● WORK INSTRUCTIONS
Please quote each of the records below word for word.

(Saved entries)
+++
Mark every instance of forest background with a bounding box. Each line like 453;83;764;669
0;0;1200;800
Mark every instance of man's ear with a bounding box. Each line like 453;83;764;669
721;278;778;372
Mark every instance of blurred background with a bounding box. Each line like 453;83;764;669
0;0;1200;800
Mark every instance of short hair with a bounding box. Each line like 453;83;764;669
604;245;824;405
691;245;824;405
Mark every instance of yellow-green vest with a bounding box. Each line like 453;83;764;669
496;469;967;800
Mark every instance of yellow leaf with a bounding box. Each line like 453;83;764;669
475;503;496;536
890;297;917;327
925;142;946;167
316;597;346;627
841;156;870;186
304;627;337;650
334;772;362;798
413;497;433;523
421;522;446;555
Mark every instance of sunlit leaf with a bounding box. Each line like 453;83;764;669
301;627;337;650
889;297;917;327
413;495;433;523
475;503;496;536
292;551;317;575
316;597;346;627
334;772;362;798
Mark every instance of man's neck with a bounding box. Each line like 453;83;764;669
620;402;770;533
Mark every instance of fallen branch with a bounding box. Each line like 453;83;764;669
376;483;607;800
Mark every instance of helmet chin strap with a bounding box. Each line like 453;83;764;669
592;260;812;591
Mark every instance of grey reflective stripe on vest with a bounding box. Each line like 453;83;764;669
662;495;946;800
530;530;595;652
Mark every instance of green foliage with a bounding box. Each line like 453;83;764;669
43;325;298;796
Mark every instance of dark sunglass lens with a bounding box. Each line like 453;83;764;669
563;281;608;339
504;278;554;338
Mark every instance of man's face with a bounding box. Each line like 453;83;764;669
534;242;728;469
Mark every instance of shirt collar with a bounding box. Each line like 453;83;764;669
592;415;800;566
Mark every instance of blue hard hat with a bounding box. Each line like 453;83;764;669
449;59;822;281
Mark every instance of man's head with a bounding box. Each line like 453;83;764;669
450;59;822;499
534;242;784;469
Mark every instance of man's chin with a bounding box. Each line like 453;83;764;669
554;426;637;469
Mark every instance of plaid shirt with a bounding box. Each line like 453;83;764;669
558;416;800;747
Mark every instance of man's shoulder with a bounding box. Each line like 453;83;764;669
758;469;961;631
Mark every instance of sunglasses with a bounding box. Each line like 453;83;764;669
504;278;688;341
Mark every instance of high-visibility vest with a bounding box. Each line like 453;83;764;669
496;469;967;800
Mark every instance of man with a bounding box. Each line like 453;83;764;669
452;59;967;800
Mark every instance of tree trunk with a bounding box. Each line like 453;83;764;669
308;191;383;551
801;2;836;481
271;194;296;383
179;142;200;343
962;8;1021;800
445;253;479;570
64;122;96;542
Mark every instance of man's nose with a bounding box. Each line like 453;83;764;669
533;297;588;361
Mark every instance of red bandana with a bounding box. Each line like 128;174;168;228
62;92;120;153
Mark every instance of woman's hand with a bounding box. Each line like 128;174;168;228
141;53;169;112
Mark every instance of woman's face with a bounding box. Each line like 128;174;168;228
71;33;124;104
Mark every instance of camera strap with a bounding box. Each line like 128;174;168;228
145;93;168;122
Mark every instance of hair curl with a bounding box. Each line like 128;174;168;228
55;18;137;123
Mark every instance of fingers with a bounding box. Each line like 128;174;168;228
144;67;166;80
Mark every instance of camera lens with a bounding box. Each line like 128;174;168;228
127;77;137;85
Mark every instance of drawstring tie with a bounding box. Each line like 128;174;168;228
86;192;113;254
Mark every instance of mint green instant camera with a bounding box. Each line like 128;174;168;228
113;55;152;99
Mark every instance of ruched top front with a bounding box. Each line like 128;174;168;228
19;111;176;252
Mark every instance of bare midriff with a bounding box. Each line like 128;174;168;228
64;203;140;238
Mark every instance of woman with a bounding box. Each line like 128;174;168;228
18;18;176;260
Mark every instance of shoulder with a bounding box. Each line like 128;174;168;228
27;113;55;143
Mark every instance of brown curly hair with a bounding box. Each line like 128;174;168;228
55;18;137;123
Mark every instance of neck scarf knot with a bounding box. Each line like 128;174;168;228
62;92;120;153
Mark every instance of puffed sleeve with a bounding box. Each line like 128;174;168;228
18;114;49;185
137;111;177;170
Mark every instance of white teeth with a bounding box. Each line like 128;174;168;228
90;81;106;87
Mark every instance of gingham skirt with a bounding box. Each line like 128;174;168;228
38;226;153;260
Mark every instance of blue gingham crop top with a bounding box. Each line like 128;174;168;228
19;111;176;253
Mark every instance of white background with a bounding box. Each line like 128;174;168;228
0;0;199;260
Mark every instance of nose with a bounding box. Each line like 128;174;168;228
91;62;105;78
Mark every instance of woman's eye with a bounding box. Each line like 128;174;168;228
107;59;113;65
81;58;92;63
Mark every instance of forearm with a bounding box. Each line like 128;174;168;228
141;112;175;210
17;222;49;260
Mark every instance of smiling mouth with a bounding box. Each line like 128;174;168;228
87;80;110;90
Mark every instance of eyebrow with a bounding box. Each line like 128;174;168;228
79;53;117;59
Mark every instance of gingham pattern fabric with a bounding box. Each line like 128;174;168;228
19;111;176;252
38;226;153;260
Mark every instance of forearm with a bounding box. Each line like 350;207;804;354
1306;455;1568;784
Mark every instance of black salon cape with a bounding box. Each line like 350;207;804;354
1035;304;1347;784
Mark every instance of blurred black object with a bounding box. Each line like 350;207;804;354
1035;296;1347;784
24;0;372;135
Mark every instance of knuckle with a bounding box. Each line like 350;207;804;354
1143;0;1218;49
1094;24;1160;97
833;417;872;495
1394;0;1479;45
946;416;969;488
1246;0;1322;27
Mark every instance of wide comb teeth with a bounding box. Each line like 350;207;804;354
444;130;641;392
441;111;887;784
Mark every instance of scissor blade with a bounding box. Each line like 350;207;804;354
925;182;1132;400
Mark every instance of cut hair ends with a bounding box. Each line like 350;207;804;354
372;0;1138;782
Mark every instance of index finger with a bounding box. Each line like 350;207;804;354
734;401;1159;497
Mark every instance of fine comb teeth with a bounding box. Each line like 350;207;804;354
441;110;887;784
+++
● WRITTEN ANSWER
Mark every instance of forest background with a bounding box. Each line like 453;83;764;669
0;0;1200;800
Mark every instance of man's ear with a bounding box. Each line like 453;83;764;669
721;278;778;372
Mark every instance of blurred background with a bounding box. Each line like 453;83;764;669
0;0;1200;800
Mark every instance of short hair with a bounding box. Each line like 453;83;764;669
604;245;824;405
691;245;824;405
Mark every instance of yellow-green vest with a bounding box. Each line like 453;83;764;669
496;469;967;800
Mark every instance of yellow leaf with a bounding box. Each line like 453;83;764;669
475;503;496;536
890;297;917;327
925;142;946;167
316;597;346;627
841;156;870;186
304;627;337;650
334;772;362;798
413;497;433;523
421;522;446;555
Mark every instance of sunlit leaf with a bounding box. Each line like 453;83;764;669
301;627;337;650
889;297;917;327
413;495;433;523
475;503;496;536
292;551;317;575
316;597;346;627
334;772;362;798
Mark every instance of man's neck with a bounding box. Each line like 453;83;764;669
620;402;770;533
Mark every instance of fallen branch with a bounding box. Each line like 453;83;764;669
376;483;607;800
Mark every instance of helmet chin strap with a bounding box. Each line like 453;83;764;669
592;260;812;591
Mark every instance of grey reflective stripe on vest with a bounding box. Each line like 453;83;764;669
662;495;946;800
530;530;595;652
Mark every instance of green foliage with a bounding box. Each line like 453;83;764;669
43;325;298;796
Mark every instance of dark sunglass lens with a bounding box. Each line like 453;83;764;669
563;281;608;339
504;278;554;338
Mark every instance of man's face with a bounding box. Each line like 453;83;764;669
534;242;728;469
Mark every instance of shirt collar with a bounding box. Each line like 453;83;764;669
592;415;800;566
Mark every instance of blue hard hat with a bounding box. Each line like 453;83;764;669
449;59;822;281
Mark every instance of man's head with a bounding box. Each line like 453;83;764;669
450;59;822;499
534;242;784;469
Mark every instance of man's chin with a bounding box. Each line like 453;83;764;669
554;426;637;469
Mark every instance of plaid shirt with a bounding box. Each line like 453;83;764;669
558;416;800;747
Mark every instance of man's shoulder with a bounding box. Each line like 453;83;764;669
758;469;961;631
Mark every instance of sunglasses with a bounding box. Each line like 453;83;764;669
504;278;688;341
Mark every instance of high-visibility vest with a bounding box. Each line like 453;83;764;669
496;469;967;800
Mark every instance of man with a bounding box. Each line like 453;83;764;669
452;59;967;800
Mark every instance of tree trunk with a bounding box. Each line like 453;83;764;669
308;191;383;551
801;2;836;481
271;194;296;383
179;142;200;343
962;8;1021;800
445;253;479;570
64;122;96;542
Mark every instance of man's nose with a bounding box. Each line like 453;83;764;669
533;297;588;361
Mark every instance of red bandana with a bounding box. Each line like 128;174;168;228
62;92;120;153
Mark every instance of woman's hand with a bounding box. Each line like 128;174;168;228
141;53;169;112
Mark every instance of woman's face with a bounding box. Each line like 128;174;168;228
71;33;124;104
Mark every instance of camera strap with a bounding box. Each line like 128;174;168;228
145;93;168;122
Mark every instance of hair curl with a bounding box. Each line like 128;174;168;228
55;18;137;123
Mark every instance of fingers with a bounding box. Each line like 128;174;168;228
144;67;166;80
Mark every instance of camera lens with a bounding box. Each line like 128;174;168;228
127;77;137;85
Mark every instance of drawstring tie with a bounding box. Each line like 128;174;168;228
86;192;113;254
Mark every instance of mint green instant camera with a bounding box. Each line like 128;174;168;228
113;55;152;99
Mark every instance of ruched top front with a bounding box. Each line like 128;174;168;228
19;111;176;252
Mark every instance of bare midriff with a bounding box. Each line like 128;174;168;228
64;203;140;238
Mark every instance of woman with a bounding box. Each line like 128;174;168;228
18;18;176;260
Mark every instance of shoulder with a bounding box. Each line like 128;174;168;228
27;113;55;143
Mark every instance of brown curly hair with a bounding box. Each line like 128;174;168;228
55;18;137;123
Mark every instance of neck scarf knot with a bounding box. Each line like 128;174;168;228
62;92;120;153
Mark every instance of puffed sleeve with a bounding box. Each line like 128;174;168;228
18;114;49;185
137;111;177;170
Mark every instance of white teeth with a bounding box. Each line like 128;174;168;228
90;81;106;87
Mark every instance of gingham skirt with a bounding box. Each line like 128;174;168;228
38;226;153;260
Mark every instance of blue gingham crop top with a bounding box. Each line like 128;174;168;228
19;111;176;253
Mark every instance of white background with a bounding box. Each line like 128;174;168;228
0;0;199;260
Mark every instance of nose with a bounding box. Each line like 128;174;168;228
91;62;105;78
Mark every instance of woman's eye with a bounding box. Each line like 128;174;168;228
107;59;113;65
81;58;92;63
Mark every instance of forearm with a bounding box. Each line like 128;174;168;228
141;112;175;210
17;222;49;260
Mark every instance of smiling mouth with a bounding box. Each line like 128;174;168;228
87;80;110;90
Mark every instance of eyebrow with a bounding box. Each line like 128;174;168;228
79;53;117;59
Mark every instance of gingham pattern fabric with a bounding box. Each line like 128;174;168;228
19;111;176;252
38;226;153;260
Mark every instance of forearm with a bounding box. Each line like 350;207;804;354
1306;455;1568;784
Mark every instance of black salon cape with a bounding box. Each line like 350;207;804;354
1035;304;1347;784
Mark every instance of blurred black object with a bounding box. Each line like 350;207;804;354
1035;296;1347;784
24;0;372;135
Mark every instance of knuckle with a bounding box. Each line like 350;207;804;354
1143;0;1218;49
1094;24;1160;97
833;417;872;495
1394;0;1479;45
946;416;969;488
1246;0;1322;27
Mark every instance of wide comb teeth with a bounding box. Each line like 350;207;804;354
444;130;641;392
441;111;887;784
Mark every instance of scissor blade with a bounding box. Each line like 350;207;804;354
925;182;1132;400
Mark every instance of cut hair ends with a bounding box. Each line like 350;207;804;354
372;0;1138;782
Mark every instance of index finger with a bounding box. Each line like 350;207;804;354
734;401;1159;497
Mark every instance of fine comb teeth with a bounding box. Each line like 350;207;804;354
441;110;887;784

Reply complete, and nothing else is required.